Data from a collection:
╭──

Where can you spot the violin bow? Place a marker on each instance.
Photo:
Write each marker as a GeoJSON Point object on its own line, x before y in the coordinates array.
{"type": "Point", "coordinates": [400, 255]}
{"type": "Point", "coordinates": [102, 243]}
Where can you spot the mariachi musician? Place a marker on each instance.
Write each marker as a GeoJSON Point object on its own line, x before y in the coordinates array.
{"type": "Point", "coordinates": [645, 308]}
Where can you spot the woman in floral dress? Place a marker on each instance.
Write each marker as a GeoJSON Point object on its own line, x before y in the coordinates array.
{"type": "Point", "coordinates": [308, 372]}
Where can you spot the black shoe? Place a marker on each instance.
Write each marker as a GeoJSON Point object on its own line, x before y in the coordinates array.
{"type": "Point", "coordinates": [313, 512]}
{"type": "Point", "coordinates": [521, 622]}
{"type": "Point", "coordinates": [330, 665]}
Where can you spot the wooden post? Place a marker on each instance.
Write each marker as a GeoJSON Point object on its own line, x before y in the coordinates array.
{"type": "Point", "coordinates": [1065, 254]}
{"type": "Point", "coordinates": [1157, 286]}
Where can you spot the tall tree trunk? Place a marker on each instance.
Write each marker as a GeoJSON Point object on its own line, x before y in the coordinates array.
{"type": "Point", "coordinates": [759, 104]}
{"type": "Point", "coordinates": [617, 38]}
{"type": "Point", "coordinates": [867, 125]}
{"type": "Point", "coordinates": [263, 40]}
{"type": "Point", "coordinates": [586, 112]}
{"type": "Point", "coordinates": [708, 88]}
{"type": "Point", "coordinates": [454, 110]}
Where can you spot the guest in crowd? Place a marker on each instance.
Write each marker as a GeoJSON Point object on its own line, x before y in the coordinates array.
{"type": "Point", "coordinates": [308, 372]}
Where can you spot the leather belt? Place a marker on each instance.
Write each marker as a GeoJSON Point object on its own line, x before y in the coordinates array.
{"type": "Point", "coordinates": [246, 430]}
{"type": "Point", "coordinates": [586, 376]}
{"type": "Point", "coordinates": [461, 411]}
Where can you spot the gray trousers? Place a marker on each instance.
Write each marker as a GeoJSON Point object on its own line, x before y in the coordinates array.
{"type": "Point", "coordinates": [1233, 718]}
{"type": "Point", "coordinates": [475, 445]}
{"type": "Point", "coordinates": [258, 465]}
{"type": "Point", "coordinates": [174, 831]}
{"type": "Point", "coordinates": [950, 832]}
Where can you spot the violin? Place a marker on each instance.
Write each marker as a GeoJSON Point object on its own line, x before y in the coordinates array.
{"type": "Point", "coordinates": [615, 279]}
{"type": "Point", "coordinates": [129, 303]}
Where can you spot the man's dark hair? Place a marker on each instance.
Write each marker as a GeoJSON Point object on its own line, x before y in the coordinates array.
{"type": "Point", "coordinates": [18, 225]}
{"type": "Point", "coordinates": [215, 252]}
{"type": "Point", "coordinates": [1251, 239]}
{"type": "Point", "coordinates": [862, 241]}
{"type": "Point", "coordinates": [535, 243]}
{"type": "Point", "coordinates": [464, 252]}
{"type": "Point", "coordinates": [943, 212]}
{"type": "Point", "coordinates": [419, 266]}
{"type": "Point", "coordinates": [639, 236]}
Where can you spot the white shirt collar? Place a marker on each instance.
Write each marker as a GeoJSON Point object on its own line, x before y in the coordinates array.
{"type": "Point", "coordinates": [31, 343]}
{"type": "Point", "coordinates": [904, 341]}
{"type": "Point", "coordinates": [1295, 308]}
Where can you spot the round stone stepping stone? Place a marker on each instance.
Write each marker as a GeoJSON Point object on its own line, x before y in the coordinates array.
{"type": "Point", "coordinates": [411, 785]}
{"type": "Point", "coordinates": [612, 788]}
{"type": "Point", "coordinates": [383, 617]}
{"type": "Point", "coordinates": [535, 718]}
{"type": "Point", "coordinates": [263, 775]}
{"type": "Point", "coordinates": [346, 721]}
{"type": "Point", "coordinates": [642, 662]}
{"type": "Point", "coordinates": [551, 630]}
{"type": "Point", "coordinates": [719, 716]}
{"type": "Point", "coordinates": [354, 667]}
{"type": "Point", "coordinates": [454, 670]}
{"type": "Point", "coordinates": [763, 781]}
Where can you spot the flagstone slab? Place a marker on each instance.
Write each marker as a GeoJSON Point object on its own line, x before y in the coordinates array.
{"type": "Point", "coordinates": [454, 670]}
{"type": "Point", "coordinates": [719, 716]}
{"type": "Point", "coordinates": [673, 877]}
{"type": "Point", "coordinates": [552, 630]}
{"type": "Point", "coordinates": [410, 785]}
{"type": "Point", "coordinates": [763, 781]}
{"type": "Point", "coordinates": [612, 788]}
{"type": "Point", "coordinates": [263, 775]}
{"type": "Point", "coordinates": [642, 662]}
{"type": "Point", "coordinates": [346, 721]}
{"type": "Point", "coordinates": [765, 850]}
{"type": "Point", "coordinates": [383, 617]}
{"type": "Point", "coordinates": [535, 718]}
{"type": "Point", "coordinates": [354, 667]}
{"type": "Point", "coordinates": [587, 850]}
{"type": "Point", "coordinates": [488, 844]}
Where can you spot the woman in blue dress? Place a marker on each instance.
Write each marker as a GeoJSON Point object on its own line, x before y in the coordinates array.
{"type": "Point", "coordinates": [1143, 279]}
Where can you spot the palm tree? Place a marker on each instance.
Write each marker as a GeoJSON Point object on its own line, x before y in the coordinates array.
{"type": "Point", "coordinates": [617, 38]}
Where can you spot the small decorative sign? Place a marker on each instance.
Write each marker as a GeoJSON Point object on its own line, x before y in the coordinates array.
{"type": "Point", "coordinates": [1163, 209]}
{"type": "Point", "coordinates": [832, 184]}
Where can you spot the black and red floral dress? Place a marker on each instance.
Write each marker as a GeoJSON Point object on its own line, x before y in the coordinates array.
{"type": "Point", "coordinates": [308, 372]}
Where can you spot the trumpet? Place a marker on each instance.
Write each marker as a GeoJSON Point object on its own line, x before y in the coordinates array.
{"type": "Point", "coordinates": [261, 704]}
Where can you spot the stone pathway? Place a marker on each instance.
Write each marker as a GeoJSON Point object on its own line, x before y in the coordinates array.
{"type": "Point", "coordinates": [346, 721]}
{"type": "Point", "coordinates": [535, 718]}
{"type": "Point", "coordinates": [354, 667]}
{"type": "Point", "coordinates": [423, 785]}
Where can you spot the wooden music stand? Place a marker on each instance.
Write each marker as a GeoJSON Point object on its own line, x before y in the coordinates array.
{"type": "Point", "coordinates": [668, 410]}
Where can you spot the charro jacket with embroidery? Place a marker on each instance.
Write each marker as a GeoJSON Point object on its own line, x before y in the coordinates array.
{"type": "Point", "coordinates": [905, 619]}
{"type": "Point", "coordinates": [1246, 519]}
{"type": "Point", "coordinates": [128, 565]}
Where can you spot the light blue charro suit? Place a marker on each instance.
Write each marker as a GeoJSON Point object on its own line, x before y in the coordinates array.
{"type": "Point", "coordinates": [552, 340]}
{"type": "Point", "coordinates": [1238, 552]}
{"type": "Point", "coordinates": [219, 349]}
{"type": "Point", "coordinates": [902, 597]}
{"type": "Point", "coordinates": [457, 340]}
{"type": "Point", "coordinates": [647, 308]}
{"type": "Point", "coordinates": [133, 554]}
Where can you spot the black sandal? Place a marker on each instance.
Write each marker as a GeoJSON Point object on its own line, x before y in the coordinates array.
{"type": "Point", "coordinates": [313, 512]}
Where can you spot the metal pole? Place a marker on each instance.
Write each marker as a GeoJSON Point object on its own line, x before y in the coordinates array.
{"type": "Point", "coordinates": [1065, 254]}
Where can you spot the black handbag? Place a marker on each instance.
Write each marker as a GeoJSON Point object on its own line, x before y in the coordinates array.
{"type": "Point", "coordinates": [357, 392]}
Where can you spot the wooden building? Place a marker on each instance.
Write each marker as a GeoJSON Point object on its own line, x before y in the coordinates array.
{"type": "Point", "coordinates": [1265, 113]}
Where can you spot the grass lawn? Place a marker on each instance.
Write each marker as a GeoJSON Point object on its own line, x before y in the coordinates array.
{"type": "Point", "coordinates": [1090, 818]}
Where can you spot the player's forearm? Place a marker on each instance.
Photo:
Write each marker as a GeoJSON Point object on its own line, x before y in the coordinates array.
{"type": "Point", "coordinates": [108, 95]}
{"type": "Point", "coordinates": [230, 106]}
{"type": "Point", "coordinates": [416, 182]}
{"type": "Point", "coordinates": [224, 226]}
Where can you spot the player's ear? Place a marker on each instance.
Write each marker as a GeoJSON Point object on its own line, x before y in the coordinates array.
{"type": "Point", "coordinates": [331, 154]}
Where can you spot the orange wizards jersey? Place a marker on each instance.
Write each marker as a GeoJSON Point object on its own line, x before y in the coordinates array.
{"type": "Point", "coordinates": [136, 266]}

╰──

▶ _WHAT TO DO_: Reproduce everything from the line that contains "Where can you spot the orange" down to the end of the data, replacing "jersey" with "shirt" and leaving all else as it stands.

▶ _RESPONSE TO THE EXERCISE_:
Where can you spot the orange wizards shirt? Place a marker on each instance.
Write each marker as a GeoJSON Point object on its own line, x before y in the coordinates array.
{"type": "Point", "coordinates": [136, 266]}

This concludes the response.